**Exercise details**
Reproduce the listing word for word, starting at its first line and stopping after the line that contains "40), (339, 67)]".

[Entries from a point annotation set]

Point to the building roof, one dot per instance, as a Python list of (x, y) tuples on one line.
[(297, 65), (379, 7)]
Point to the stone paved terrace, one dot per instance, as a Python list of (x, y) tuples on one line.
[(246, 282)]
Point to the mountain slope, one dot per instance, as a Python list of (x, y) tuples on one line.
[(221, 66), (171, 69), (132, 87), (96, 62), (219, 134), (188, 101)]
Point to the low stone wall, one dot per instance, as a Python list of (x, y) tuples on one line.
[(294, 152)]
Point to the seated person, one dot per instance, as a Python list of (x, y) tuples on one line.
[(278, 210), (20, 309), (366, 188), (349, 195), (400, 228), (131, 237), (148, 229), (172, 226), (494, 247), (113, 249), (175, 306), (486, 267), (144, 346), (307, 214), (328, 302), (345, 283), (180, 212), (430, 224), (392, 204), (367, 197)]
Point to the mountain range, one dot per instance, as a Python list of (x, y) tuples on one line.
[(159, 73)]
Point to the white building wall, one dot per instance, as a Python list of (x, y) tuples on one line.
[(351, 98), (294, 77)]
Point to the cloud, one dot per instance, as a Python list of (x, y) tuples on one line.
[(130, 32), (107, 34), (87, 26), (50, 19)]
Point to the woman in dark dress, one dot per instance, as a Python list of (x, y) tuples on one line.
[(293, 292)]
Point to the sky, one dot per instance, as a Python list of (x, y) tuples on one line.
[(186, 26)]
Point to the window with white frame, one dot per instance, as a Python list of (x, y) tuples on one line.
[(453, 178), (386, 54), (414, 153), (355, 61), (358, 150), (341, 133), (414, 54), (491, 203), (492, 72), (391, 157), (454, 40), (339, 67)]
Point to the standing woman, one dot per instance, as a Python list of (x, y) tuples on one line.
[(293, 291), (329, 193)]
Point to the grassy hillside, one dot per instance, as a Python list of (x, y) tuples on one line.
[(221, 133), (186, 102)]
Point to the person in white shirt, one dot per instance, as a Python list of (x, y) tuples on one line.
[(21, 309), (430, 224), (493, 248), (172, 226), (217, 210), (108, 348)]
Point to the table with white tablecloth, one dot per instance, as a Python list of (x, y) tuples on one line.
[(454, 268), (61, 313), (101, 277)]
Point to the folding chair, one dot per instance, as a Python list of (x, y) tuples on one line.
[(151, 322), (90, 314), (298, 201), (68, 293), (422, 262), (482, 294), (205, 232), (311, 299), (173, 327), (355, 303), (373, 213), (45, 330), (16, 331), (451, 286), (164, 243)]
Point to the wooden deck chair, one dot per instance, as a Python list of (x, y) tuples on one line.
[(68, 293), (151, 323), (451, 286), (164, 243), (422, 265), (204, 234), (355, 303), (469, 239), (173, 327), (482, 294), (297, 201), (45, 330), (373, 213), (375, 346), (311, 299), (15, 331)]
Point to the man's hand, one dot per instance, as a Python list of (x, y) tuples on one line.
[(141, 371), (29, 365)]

**Answer for this exercise**
Point to the building roof, one dot per instance, as a Python list of (x, y) tuples on one line.
[(297, 65), (379, 7)]
Point to the stone paved terrace, one dot per instance, as a Python list of (x, y) tuples on one line.
[(246, 282)]
Point to the mountain slope, one dot per instance, as a Python list of (x, y) tuples on one line.
[(221, 66), (171, 69), (132, 87), (96, 62), (219, 134), (188, 101)]
Point to the low stone wall, one dot per instance, as a Python list of (x, y) tuples on one line.
[(294, 152)]
Point to the seated person, one dot per instance, as a Python list of (x, y) tuples on one line.
[(278, 210), (20, 309), (366, 188), (349, 195), (400, 228), (131, 237), (148, 229), (172, 226), (494, 247), (113, 249), (175, 306), (486, 267), (144, 346), (307, 214), (328, 302), (345, 283), (180, 212), (430, 224), (392, 204), (367, 197)]
Point to the mountain range, one dot per instance, as a Python list of (x, y) tuples on one line.
[(159, 73)]
Point to the white building wall, one dot per instance, as a Python list of (x, y) tuples on one line.
[(351, 98), (294, 77)]
Point to the cloud, one dot per instance, as a Python list of (x, y) tuples on one line.
[(130, 32), (107, 34), (87, 26), (50, 19)]
Point to the woman in dark dress, one dot per instance, as a Python list of (x, y) tuples on one line.
[(293, 292)]
Point to the sky, one dot per instance, as a Python list of (x, y) tuples on one line.
[(186, 26)]
Point to the window with white frame, one dot per instance, as a Python list of (x, y) tuples on one line.
[(453, 178), (386, 54), (414, 153), (355, 61), (358, 150), (341, 133), (414, 54), (491, 203), (492, 72), (391, 157), (454, 40), (339, 67)]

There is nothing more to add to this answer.